AUFGABEN -
a - Worauf verzichtete die Uni in Neuchâtel laut dem Auszug über die Studierendenproteste?
b - Setze den Auszug über die Studierendenproteste im Anschluss an seinen letzten Satz fort.

AUSZUG ZUM LESEN -
◇ ◇ ◇ ◇ ◇ ◇ ◇

Er verweist darauf, dass in Freiburg im Breisgau die Leitung bereits vor den Protesten auf die Studierenden zugegangen sei und in Neuchâtel ein Deal vereinbart wurde: Die Uni verzichtete auf Disziplinarmassnahmen, die Studierenden beendeten die Besetzung.
Viele Fragen zu Disziplinarmassnahmen
Mit einer Fortführung der Proteste im Herbst sei wegen des andauernden Krieges in Gaza zu rechnen, so Wild. Für ihn wirke es so, als wolle die Universitätsleitung die Studierenden abschrecken, um neue Proteste im Herbst zu verhindern. «Das hat aber bereits im letzten Semester nicht funktioniert, denn es war absehbar, dass die damals gezogenen sogenannten ‹roten Linien› überschritten werden.»

◇ ◇ ◇ ◇ ◇ ◇ ◇

GEGEBENE ZEILEN -

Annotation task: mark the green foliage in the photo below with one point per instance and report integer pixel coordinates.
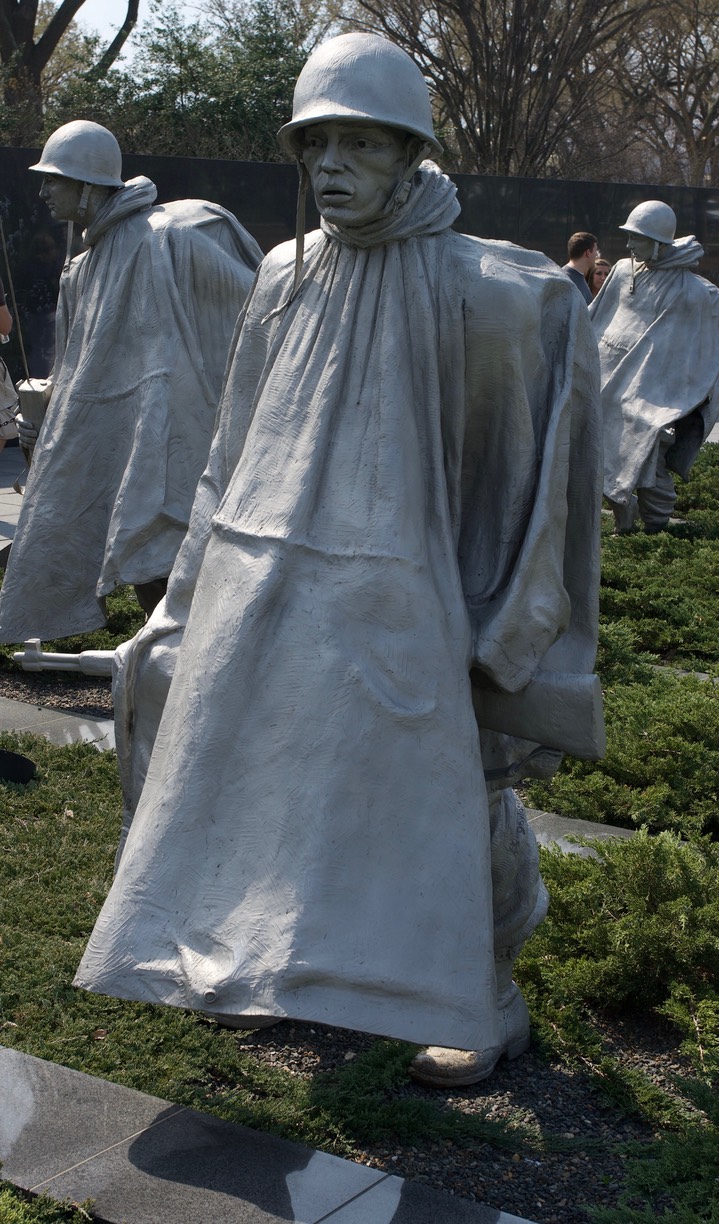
(197, 88)
(637, 928)
(675, 1180)
(626, 925)
(20, 1208)
(662, 761)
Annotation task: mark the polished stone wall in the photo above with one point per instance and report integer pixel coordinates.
(538, 213)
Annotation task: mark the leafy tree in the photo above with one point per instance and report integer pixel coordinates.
(218, 87)
(513, 80)
(670, 77)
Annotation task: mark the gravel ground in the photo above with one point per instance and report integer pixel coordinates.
(79, 694)
(546, 1187)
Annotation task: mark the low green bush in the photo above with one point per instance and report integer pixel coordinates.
(625, 927)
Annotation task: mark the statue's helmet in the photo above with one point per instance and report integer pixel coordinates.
(360, 77)
(82, 151)
(652, 219)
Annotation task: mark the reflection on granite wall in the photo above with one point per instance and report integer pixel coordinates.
(538, 213)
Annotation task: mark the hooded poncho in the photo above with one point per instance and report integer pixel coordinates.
(143, 327)
(403, 484)
(658, 333)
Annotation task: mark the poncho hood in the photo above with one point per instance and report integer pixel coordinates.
(136, 194)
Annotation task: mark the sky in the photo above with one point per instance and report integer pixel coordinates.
(107, 16)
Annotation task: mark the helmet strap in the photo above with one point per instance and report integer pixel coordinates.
(299, 240)
(301, 220)
(69, 246)
(401, 194)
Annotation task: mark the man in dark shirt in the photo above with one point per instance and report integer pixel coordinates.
(582, 250)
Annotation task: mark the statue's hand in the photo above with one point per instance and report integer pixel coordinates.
(26, 431)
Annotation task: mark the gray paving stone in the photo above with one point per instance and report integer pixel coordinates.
(395, 1201)
(58, 726)
(53, 1118)
(143, 1160)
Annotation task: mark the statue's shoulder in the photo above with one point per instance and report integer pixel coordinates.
(180, 214)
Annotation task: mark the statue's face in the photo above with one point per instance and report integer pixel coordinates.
(353, 168)
(61, 196)
(641, 247)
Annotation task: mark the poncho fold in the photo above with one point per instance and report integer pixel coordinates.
(658, 334)
(403, 484)
(143, 327)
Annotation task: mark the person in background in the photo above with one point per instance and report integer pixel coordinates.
(598, 274)
(582, 250)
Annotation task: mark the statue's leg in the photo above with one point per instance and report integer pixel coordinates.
(657, 503)
(519, 903)
(626, 518)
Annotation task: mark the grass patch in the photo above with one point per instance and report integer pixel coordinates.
(20, 1208)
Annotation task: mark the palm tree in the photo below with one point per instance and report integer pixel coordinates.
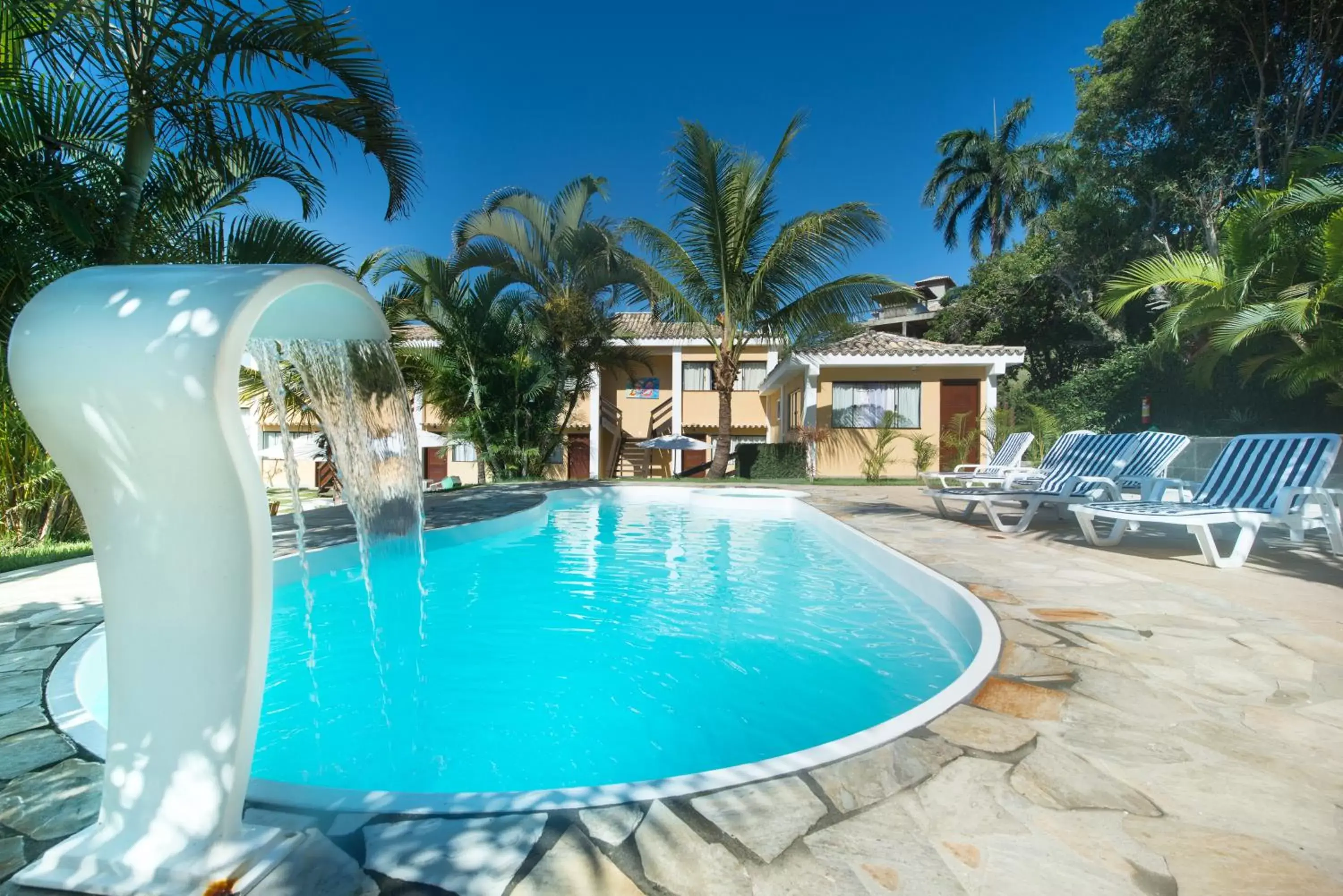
(570, 262)
(493, 370)
(1272, 290)
(989, 172)
(736, 276)
(199, 77)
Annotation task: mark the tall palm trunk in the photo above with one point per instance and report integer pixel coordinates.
(135, 171)
(726, 371)
(723, 442)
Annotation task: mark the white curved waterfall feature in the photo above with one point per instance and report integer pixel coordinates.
(129, 376)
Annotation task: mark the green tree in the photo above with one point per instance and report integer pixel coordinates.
(1029, 296)
(994, 178)
(493, 370)
(201, 78)
(1189, 101)
(1271, 294)
(574, 269)
(736, 274)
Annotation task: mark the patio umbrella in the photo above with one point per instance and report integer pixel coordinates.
(675, 444)
(432, 439)
(305, 449)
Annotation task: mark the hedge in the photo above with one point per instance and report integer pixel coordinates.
(779, 461)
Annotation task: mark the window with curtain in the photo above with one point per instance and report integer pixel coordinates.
(712, 438)
(750, 376)
(697, 376)
(864, 405)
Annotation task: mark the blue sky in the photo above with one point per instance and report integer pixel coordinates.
(535, 94)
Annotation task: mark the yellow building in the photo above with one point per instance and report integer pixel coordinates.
(844, 388)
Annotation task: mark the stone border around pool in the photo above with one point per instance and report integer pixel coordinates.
(941, 593)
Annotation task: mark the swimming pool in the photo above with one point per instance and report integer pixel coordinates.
(679, 639)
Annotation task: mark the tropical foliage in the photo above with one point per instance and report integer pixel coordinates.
(994, 179)
(522, 315)
(1271, 293)
(1193, 117)
(877, 456)
(730, 269)
(136, 131)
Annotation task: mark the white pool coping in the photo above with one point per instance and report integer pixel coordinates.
(945, 596)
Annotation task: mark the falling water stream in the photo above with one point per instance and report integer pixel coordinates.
(356, 391)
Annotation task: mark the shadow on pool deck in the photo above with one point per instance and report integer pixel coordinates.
(1274, 551)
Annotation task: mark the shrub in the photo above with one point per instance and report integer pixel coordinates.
(877, 457)
(779, 461)
(926, 451)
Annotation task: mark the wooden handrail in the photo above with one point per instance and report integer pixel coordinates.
(660, 419)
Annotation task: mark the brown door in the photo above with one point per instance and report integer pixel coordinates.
(436, 464)
(959, 398)
(325, 476)
(581, 463)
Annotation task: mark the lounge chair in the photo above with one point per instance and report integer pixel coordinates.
(1033, 475)
(1146, 471)
(1094, 468)
(1005, 459)
(1087, 471)
(1255, 480)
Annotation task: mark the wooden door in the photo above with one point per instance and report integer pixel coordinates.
(436, 464)
(959, 397)
(581, 456)
(325, 476)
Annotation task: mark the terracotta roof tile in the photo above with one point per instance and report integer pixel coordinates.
(641, 325)
(875, 343)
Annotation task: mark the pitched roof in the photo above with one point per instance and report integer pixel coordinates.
(879, 343)
(641, 325)
(417, 335)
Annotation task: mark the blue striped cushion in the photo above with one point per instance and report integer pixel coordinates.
(1157, 508)
(1010, 453)
(1061, 446)
(1155, 452)
(1249, 474)
(1057, 453)
(1088, 456)
(1251, 469)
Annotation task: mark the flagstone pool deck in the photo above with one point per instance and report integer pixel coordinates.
(1155, 727)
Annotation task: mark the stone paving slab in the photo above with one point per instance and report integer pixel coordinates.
(1154, 727)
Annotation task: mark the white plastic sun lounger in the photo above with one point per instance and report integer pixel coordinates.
(1004, 460)
(1060, 457)
(1255, 480)
(1145, 472)
(1094, 471)
(1086, 474)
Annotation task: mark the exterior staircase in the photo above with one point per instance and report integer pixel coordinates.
(629, 460)
(633, 461)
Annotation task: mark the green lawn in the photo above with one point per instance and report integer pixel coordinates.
(18, 557)
(836, 482)
(734, 480)
(287, 504)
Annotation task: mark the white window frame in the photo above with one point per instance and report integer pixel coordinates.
(892, 402)
(757, 367)
(696, 366)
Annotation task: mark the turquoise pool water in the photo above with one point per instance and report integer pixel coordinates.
(598, 640)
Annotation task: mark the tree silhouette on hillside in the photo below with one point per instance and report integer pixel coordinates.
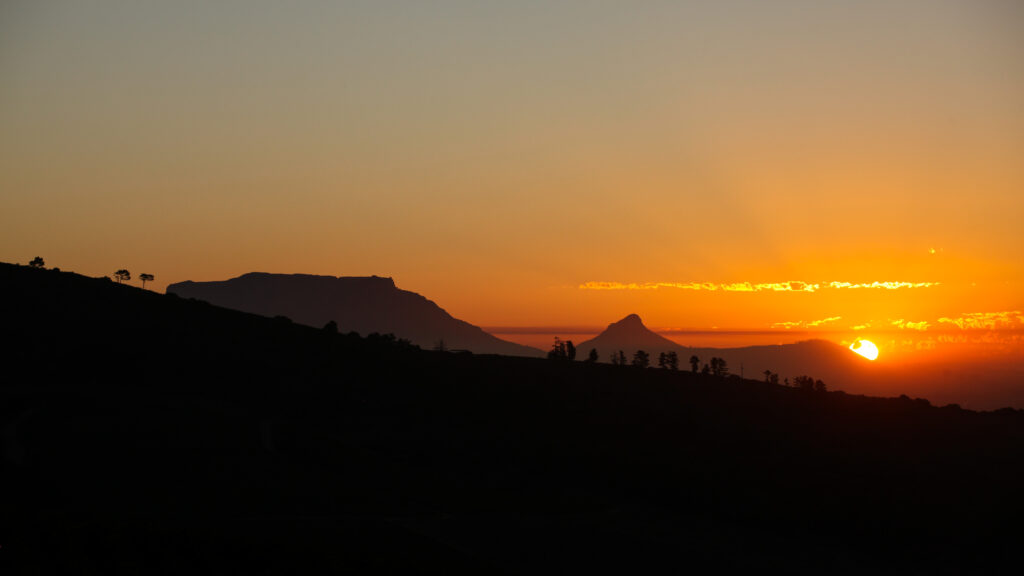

◇ ◇ ◇ ◇ ◇ ◇ ◇

LÖSUNGEN JE AUFGABE -
a - Auf Disziplinarmassnahmen.

b -
Für Markus Wild sind viele Fragen noch offen: Womit werden die Disziplinarmassnahmen begründet? Mit Handlungen oder Äusserungen? Letzteres sollte zum Schutz der Meinungsfreiheit nicht sanktioniert werden, so Wild. Je nachdem, wie die Diszplinarmassnahmen begründet sind, haben die Betroffenen rechtliche Mittel in der Hand: «Es könnte zu gerichtlichen Prozessen zwischen Studierenden und der Universität kommen.»
«Für Studierende ist das, als mildest mögliche Sanktion, weit weg von der Exmatrikulation.»David Jenny, FDP-Grossrat und erfolgloser Interpellant für eine Besetzungs-Resolution
Der Jurist David Jenny hat als FDP-Grossrat (erfolglos) versucht, das Parlament zu einer Resolution zu bewegen, damit Besetzungen künftig nicht mehr geduldet werden. Die nun im Raum stehenden Massnahmen findet er verhältnismässig: «Es ist keine Kollektivstrafe, sondern die Fälle werden individuell, unter Beachtung des rechtlichen Gehörs, behandelt, gemäss der Studierenden-Ordnung einerseits und der Personal-Ordnung andererseits. Der Rechtsweg kann unter beiden Ordnungen beschritten werden.»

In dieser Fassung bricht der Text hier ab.